Task to complete. Each line of data below must be printed exactly as written, with any pictures removed.

Supplied records.
☆ ☆ ☆ ☆ ☆

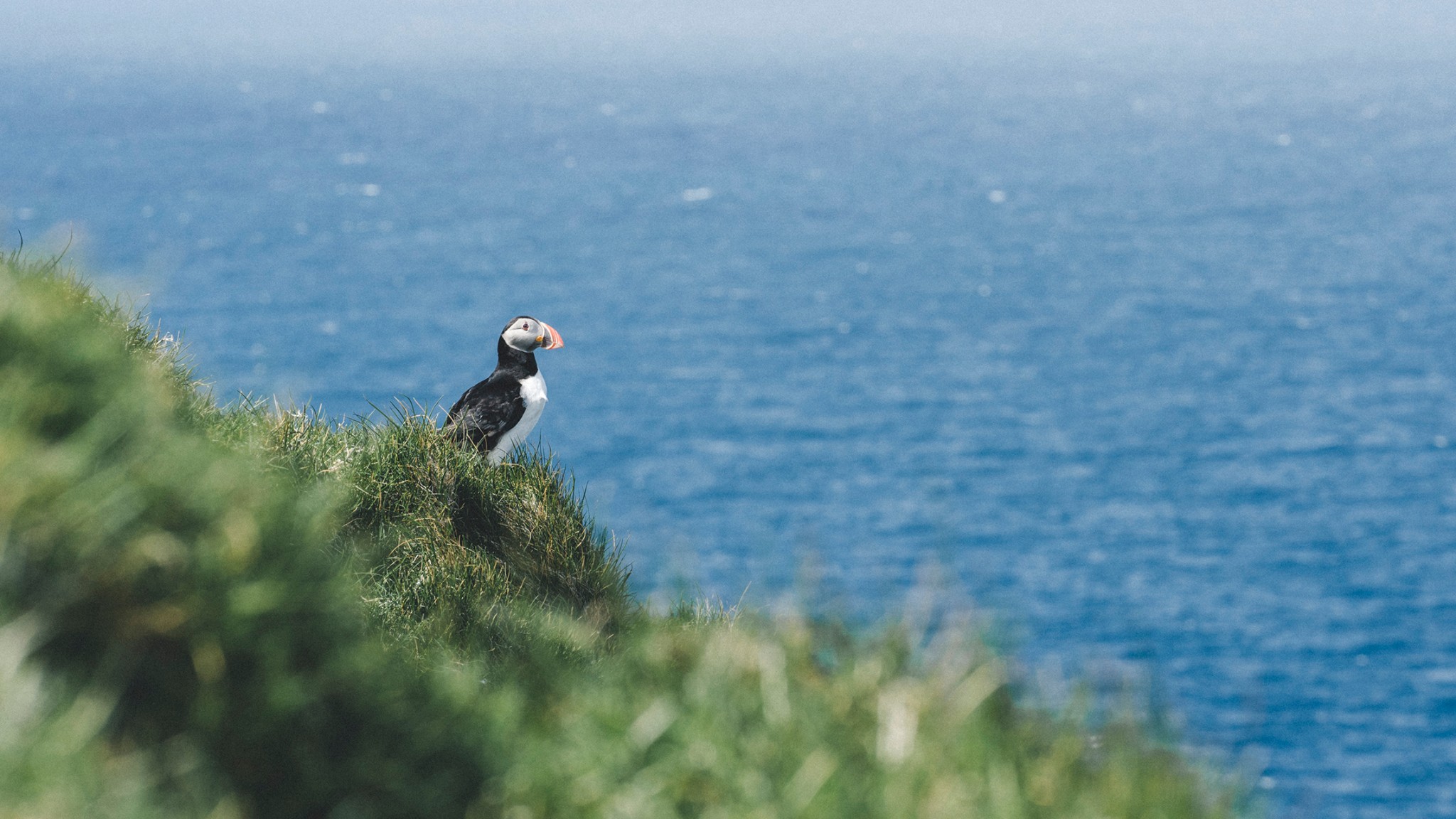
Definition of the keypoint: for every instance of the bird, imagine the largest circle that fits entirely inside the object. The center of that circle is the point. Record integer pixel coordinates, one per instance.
(498, 413)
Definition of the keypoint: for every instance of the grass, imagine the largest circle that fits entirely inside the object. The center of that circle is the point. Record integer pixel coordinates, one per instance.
(247, 611)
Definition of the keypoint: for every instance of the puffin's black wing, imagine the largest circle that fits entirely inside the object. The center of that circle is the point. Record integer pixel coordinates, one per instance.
(487, 412)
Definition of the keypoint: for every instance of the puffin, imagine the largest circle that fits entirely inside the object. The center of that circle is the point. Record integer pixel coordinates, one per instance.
(498, 413)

☆ ☆ ☆ ☆ ☆

Answer section.
Definition of the keypoint: for every instance of the bird, imagine the largest circle that fits entirely inside the object. The center of that circle is the point. Record integer pixel coordinates, one per instance.
(498, 413)
Definition of the keypoint: for every instance of the grass, imagine the largest circle that fits entirely inside the object. The center of that circle is the point. Record integer pixel coordinates, one per instance.
(247, 611)
Definition of the keypoint: for every instance of the puffin's black wing, imagine the largest circle that fits entirely inside the object. The center of that circle is the point. Record integer pixel coordinates, one per instance.
(487, 412)
Definition of the keypoint: for every instance of the puffin, imagine the largest circle that fits entirely inside the object. The center of that circle is the point. Record integer pixel coordinates, one per instance.
(498, 413)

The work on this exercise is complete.